ACTIVITY →
Nothing but the lines from the one containing "Target: car roof" through the one containing "Target: dealership banner", both included, should be given again, each exactly as written below.

[Natural language region descriptions]
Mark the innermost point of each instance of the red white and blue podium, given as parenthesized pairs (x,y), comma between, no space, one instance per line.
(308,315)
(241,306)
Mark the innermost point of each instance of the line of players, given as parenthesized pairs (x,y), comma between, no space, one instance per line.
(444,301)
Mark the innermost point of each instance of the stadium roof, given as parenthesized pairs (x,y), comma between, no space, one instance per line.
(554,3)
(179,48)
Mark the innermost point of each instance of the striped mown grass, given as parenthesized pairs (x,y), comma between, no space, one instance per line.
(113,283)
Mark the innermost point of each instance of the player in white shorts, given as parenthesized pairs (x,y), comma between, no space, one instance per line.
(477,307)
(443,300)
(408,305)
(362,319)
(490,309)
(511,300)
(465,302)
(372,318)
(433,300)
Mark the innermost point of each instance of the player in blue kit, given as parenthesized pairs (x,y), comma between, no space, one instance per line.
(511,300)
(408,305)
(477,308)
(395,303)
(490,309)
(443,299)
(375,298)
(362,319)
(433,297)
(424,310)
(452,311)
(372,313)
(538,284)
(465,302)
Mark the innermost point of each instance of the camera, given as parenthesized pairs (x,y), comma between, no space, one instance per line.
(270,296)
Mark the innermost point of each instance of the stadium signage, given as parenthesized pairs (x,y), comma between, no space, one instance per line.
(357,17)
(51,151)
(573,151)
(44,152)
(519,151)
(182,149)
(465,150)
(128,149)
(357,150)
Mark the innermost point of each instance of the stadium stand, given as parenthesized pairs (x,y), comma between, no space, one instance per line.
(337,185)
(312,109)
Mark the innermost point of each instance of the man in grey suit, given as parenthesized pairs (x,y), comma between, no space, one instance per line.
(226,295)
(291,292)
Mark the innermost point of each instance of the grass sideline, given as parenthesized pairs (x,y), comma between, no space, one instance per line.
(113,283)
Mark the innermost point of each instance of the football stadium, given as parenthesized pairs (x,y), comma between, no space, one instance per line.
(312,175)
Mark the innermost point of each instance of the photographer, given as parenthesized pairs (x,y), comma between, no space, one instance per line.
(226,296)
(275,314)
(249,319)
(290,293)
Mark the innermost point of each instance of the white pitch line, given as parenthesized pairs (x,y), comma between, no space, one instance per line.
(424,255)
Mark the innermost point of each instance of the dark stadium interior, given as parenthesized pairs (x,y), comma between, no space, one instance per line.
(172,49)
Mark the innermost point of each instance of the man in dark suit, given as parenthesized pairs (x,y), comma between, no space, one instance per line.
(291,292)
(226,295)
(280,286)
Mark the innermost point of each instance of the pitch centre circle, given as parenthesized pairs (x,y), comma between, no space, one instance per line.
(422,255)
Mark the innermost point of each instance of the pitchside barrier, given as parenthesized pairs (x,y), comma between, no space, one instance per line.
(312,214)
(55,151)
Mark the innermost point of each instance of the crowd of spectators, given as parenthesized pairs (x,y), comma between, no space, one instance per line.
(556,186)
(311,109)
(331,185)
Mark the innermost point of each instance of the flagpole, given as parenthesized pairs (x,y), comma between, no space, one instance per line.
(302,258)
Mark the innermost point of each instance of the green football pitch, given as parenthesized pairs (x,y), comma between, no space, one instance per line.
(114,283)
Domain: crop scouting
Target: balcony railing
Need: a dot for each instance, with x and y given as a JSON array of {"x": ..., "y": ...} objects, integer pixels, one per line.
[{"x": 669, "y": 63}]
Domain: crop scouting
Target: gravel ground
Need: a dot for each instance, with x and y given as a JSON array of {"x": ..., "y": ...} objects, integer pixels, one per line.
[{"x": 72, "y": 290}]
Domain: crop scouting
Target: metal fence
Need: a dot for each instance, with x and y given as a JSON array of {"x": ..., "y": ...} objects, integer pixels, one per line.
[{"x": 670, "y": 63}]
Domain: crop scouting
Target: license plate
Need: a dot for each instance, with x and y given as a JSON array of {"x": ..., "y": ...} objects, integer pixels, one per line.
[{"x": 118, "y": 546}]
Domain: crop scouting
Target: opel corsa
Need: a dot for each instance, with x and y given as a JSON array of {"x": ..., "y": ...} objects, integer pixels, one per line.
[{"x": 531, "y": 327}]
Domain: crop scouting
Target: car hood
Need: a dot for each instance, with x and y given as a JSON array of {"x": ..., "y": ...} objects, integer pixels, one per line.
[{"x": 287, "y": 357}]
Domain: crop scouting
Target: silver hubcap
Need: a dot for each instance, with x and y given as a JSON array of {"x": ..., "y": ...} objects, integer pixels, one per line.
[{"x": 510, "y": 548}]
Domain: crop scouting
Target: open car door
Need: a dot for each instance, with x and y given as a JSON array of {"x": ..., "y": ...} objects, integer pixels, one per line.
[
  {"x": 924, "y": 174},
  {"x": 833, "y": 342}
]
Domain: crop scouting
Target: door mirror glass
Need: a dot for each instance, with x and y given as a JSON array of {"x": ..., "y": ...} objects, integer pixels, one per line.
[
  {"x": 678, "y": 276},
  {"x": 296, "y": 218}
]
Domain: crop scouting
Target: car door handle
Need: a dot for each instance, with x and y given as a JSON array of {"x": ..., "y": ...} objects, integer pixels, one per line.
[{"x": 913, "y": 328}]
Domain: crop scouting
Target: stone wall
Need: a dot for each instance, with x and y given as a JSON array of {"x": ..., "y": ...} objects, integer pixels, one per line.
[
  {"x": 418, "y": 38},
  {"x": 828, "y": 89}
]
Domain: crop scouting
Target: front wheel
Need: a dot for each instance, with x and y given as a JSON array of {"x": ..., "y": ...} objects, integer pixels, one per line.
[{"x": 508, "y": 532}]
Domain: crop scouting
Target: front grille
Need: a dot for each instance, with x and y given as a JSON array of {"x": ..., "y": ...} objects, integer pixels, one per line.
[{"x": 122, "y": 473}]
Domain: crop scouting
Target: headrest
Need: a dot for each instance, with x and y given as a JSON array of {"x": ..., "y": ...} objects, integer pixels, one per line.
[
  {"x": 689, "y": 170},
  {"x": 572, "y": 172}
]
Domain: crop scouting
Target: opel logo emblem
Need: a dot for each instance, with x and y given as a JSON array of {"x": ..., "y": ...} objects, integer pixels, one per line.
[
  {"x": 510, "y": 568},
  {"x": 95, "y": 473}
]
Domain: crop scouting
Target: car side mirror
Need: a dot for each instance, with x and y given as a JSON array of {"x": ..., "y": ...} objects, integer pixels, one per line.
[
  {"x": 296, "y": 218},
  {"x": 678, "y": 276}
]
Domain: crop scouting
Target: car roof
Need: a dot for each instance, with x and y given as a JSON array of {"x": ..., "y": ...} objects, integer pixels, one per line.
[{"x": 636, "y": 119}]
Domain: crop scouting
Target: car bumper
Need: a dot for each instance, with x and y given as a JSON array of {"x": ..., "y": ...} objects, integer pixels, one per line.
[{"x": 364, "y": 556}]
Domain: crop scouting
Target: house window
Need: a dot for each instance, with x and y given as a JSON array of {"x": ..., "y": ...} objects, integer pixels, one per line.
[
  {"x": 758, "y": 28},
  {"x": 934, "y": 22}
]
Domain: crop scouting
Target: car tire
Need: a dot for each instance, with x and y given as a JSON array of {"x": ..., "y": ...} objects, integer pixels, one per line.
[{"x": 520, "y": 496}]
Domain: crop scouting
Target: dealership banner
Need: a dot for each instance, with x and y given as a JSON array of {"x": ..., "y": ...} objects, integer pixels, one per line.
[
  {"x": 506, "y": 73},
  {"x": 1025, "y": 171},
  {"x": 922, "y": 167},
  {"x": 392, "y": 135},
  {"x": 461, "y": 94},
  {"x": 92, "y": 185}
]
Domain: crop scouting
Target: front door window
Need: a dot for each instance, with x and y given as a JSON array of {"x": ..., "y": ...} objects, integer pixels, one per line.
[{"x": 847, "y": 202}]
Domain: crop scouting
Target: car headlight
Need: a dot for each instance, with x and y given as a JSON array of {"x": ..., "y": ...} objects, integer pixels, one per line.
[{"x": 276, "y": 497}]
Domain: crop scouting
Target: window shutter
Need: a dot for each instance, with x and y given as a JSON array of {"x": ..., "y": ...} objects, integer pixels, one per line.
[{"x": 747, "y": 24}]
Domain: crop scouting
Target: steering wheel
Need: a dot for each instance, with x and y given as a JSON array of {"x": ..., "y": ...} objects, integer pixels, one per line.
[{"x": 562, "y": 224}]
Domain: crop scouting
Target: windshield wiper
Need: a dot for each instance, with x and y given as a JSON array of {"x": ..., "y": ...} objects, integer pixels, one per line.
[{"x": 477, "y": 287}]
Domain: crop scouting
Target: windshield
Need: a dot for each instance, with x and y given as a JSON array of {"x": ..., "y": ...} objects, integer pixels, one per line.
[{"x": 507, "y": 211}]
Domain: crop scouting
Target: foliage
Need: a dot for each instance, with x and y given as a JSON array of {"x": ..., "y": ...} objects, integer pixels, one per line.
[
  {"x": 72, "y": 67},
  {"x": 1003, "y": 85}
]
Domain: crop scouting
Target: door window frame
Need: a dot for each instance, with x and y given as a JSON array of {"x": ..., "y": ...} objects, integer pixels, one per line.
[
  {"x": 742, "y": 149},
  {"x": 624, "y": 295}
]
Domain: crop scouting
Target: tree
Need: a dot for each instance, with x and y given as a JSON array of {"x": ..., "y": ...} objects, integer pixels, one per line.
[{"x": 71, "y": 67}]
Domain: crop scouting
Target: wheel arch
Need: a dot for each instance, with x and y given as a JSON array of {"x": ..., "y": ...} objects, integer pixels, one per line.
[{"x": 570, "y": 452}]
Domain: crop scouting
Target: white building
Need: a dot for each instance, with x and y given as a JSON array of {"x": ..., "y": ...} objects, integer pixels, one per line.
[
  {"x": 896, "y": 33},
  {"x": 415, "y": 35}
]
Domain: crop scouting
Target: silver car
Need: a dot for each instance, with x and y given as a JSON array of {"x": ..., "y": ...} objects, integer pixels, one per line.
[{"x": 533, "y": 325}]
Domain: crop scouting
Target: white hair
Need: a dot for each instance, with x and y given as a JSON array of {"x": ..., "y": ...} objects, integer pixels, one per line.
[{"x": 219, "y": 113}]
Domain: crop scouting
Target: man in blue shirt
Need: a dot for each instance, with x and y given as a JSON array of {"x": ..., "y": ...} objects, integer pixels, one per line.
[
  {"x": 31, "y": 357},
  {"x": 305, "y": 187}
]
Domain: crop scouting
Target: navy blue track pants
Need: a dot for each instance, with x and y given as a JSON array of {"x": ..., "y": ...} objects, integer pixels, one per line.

OUTPUT OF THE EXERCISE →
Target: car roof
Need: a dot for each instance, with x and y given as a JSON array of {"x": ..., "y": ...} objects, integer pixels, one per line.
[{"x": 636, "y": 119}]
Domain: crop scouting
Target: car bumper
Need: a dot for each instance, with x and y given as a JSON array of {"x": ..., "y": ...} objects, integer pixels, one per line.
[{"x": 364, "y": 556}]
Domain: crop scouting
Target: house window
Need: a dot for each instance, with x and y given as a JSON array of {"x": ..., "y": ...} objects, integer pixels, one per line.
[
  {"x": 758, "y": 28},
  {"x": 934, "y": 22}
]
Domain: crop scouting
Target: car tire
Need: a dot for each instance, with x and y given as a JSON array of {"x": ..., "y": ...} objects, integer pixels, one per line.
[{"x": 520, "y": 496}]
Domain: crop scouting
Target: dealership banner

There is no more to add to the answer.